Отрывок для чтения:

┌────────

Обобщая опыт и закрепляя его в традиционных суждениях, здравый смысл консервативен. Он не настроен на выработку блестящих, оригинальных решений, но надежно предохраняет против наихудших решений. Этот консерватизм и осмотрительность и ставится в вину здравому смыслу.

Действительно, здравый смысл может подавлять дух новаторства, он слишком уважает историю. Уайтхед под таким углом зрения сравнивает древних египтян и греков. В культуре Египта было очень велико почтение к истории и очень развит здравый смысл. По мнению Уайтхеда, именно из-за этого «им не удалось обобщить свои геометрические познания, и потому они упустили шанс стать основателями современной цивилизации. Избыток здравого смысла имеет свои недостатки. Греки со своими туманными обобщениями всегда оставались детьми, что оказалось весьма кстати для современного мира. Панический страх заблуждений означает смерть для прогресса, а любовь к истине – его гарантию» [244, с. 350].

Возрождение, взяв идеалом этот «греческий» тип мышления (в противовес «египетскому»), принижало значение консервативного сознания и здравого смысла. Интеллектуалы Возрождения первыми провозгласили ценность неопределенности и отвергли «цензуру» опыта и традиции. М. Л. Андреев писал: «Гуманисты одинаково непринужденно выказывали себя республиканцами и монархистами, защищали политическую свободу и осуждали ее, становились на сторону республиканской Флоренции и абсолютистского Милана. Они, вернувшие на пьедестал идеал римской гражданской добродетели, даже не думали подражать своим любимым античным героям в их верности идее, родине, долгу» [49, с. 339].

Однако, нетрудно видеть, что в рамках здравого смысла добывается, систематизируется и распространяется самый большой массив знания, которым пользуется человечество. Этот массив вступает в непрерывное взаимодействие с другими массивами знания и перекрывается с ними. При этом наблюдается и синергический, кооперативный эффект, и конфликты.

Знание, вырабатываемое здравым смыслом, находится в сложных отношениях с научным знанием. В реальной жизни люди не имеют времени, чтобы делать сложные многоступенчатые умозаключения по большинству вопросов. Они пользуются здравым смыслом. Это – инструмент рационального сознания, который, однако действует иначе, нежели научная рациональность. Он служит главным подспорьем логическим рассуждениям и умозаключениям.

Но с момента Научной революции в среде высокообразованных людей здравый смысл стал цениться невысоко, куда ниже, чем развитые в науке приемы теоретического знания. При обсуждении когнитивной структуры «общества знания» здравый смысл, как правило, вообще не упоминается. На деле речь идет об интеллектуальном инструменте, никак не менее важном, чем научное мышление. Более того, само научное знание становится социально значимой силой только при наличии массовой поддержки здравого смысла.

Теоретическое научное знание может привести к блестящему, наилучшему решению, но часто ведет к полному провалу – если из-за недостатка средств (информации, времени и пр.) человек привлек негодную для данного случая теорию. Поэтому в реальности оба массива знания и оба способа добывать его дополняют друг друга. И когда научное мышление стало теснить и принижать здравый смысл, на его защиту выступили философы разных направлений (например, такие, как А. Бергсон и А. Грамши).

└────────

Извлечённые данные:
┌────────

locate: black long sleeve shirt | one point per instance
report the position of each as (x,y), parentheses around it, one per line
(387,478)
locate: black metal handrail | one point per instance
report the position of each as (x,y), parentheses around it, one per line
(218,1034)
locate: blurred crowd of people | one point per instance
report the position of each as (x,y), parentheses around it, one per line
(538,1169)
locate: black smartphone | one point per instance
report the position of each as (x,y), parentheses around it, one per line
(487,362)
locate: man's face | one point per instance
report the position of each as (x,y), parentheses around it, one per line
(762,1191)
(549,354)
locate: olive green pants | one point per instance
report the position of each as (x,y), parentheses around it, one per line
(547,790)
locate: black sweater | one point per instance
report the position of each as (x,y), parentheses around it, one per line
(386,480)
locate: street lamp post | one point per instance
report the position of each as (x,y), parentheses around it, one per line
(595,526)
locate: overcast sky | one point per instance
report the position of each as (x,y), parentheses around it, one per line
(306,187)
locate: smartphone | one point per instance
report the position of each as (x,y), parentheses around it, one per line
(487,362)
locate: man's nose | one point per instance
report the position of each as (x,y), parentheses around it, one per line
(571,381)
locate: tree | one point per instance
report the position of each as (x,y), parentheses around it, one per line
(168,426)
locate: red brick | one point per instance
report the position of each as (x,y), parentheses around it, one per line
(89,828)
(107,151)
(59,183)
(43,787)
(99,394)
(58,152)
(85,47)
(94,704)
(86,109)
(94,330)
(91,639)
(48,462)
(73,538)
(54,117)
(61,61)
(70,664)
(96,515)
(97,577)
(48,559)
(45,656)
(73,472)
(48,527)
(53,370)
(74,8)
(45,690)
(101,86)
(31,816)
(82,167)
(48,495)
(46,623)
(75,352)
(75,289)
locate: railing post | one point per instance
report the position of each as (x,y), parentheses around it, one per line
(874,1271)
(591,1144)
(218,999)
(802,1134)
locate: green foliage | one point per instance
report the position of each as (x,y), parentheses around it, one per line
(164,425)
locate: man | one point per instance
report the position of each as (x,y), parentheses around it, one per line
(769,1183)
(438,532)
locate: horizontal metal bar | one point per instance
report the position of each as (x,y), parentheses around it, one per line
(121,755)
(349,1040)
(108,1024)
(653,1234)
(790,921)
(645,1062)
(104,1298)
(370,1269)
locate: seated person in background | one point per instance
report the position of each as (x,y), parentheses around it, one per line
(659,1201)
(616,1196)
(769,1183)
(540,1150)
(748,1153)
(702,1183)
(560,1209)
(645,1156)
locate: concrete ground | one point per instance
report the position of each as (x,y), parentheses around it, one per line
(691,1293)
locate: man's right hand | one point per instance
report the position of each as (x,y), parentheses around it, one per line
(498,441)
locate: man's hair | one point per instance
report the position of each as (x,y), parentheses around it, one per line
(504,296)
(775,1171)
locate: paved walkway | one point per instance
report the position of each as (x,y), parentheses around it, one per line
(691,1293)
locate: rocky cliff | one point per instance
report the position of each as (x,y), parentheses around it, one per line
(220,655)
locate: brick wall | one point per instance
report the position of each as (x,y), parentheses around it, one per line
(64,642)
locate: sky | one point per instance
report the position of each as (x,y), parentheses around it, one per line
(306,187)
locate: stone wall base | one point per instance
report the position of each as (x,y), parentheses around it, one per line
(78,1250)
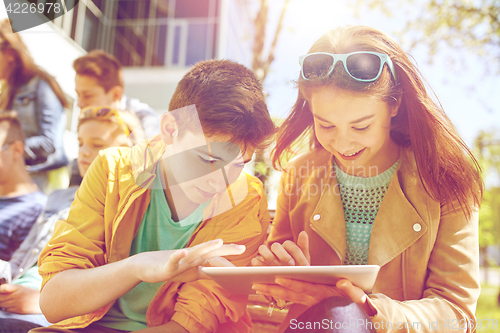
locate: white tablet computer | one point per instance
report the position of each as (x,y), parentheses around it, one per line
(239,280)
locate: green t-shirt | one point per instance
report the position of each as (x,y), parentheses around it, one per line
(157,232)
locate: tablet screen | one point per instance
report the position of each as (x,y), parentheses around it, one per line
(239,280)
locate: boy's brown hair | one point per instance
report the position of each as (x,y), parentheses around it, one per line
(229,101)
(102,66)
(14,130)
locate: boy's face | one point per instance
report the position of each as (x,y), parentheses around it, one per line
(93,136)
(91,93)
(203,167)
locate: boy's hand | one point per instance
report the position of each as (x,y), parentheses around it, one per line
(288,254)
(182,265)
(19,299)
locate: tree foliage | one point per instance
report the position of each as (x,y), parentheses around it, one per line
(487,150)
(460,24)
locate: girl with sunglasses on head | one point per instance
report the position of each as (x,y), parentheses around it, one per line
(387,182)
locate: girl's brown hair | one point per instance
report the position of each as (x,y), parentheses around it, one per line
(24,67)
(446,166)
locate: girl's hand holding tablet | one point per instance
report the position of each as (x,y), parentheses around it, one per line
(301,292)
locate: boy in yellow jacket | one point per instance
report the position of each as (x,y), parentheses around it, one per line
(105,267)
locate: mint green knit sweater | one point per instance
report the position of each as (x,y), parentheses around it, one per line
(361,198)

└────────
┌────────

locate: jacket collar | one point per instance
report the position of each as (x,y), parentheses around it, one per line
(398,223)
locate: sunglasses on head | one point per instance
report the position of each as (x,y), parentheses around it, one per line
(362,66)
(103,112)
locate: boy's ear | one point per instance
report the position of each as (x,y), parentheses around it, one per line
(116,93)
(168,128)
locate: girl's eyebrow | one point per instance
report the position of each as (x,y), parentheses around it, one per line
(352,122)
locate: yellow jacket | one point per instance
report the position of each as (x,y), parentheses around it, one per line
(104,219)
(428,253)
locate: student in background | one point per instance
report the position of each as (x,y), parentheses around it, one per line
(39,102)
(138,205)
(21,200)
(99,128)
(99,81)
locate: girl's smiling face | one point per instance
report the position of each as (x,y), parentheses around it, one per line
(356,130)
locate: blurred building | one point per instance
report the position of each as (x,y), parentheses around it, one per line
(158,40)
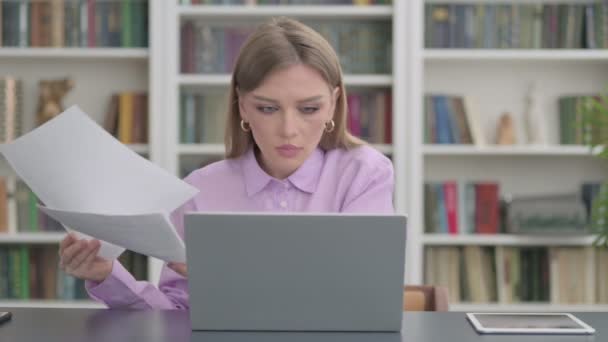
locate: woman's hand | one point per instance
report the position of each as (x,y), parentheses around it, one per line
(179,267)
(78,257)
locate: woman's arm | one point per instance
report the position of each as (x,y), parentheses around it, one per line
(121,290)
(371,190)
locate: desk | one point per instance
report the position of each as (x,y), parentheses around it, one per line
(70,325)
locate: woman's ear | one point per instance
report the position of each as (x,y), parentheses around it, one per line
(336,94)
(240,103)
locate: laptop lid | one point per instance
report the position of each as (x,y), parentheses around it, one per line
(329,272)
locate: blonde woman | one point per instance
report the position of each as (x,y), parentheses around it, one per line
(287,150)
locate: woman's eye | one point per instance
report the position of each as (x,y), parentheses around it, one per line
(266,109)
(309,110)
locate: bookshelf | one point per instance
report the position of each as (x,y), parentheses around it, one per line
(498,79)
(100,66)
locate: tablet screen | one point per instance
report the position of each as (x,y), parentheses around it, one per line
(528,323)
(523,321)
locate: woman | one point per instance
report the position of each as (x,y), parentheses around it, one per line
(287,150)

└────────

Задания:
- a) Перечислите всех людей, упомянутых по фамилии в отрывке о здравом смысле.
- b) Напишите продолжение рассуждения о здравом смысле, начиная после его последней фразы.
Записи здесь никакой роли не играют.

Ответы:
- a) Уайтхед, М. Л. Андреев, А. Бергсон, А. Грамши.

- b)
Приведем несколько замечаний Бергсона. Он говорил перед студентами, победителями университетского конкурса, в 1895 г.: «Повседневная жизнь требует от каждого из нас решений столь же ясных, сколь быстрых. Всякий значимый поступок завершает собою длинную цепочку доводов и условий, а затем раскрывается в своих следствиях, ставящих нас в такую же зависимость от него, в какой находился он от нас. Однако обычно он не признает ни колебаний, ни промедлений; нужно принять решение, поняв целое и не учитывая всех деталей. Тогда-то мы и взываем к здравому смыслу, чтобы устранить сомнения и преодолеть преграду. Итак, возможно, что здравый смысл в практической жизни – то же, что гений в науках и искусстве…

Сближаясь с инстинктом быстротой решений и непосредственностью природы, здравый смысл противостоит ему разнообразием методов, гибкостью формы и тем ревнивым надзором, который он над нами устанавливает, уберегая нас от интеллектуального автоматизма. Он сходен с наукой своими поисками реального и упорством в стремлении не отступать от фактов, но отличен от нее родом истины, которой добивается; ибо он направлен не к универсальной истине, как наука, но к истине сегодняшнего дня…

Я вижу в здравом смысле внутреннюю энергию интеллекта, который постоянно одолевает себя, устраняя уже готовые идеи и освобождая место новым, и с неослабевающим вниманием следует реальности. Я вижу в нем также интеллектуальный свет от морального горения, верность идей, сформированных чувством справедливости, наконец, выпрямленный характером дух… Посмотрите, как решает он великие философские проблемы, и вы увидите, что его решение социально полезно, оно проясняет формулировку сути вопроса и благоприятствует действию. Кажется, что в спекулятивной области здравый смысл взывает к воле, а в практической – к разуму» [66].

Грамши тоже дал высокую оценку здравому смыслу, причислив его к разновидности рационального мышления. Он писал в «Тюремных тетрадях»: «В чем же именно заключается ценность того, что принято называть „обыденным сознанием“ или „здравым смыслом“? Не только в том, что обыденное сознание, пусть даже не признавая того открыто, пользуется принципом причинности, но и в гораздо более ограниченном по своему значению факте – в том, что обыденное сознание в ряде суждений устанавливает ясную, простую и доступную причину, не позволяя никаким метафизическим, псевдоглубокомысленным, псевдоученым и т. д. ухищрениям и премудростям совлечь себя с пути. „Обыденное сознание“ не могли не превозносить в XVII и XVIII веках, когда люди стали восставать против принципа авторитета, представленного Библией и Аристотелем; в самом деле, люди открыли, что в „обыденном сознании“ имеется известная доза „экспериментализма“ и непосредственного, пусть даже эмпирического и ограниченного, наблюдения действительности. В этом и поныне продолжают видеть ценность обыденного сознания, хотя положение изменилось и реальная ценность сегодняшнего „обыденного сознания“ значительно снизилась» [100, с. 48].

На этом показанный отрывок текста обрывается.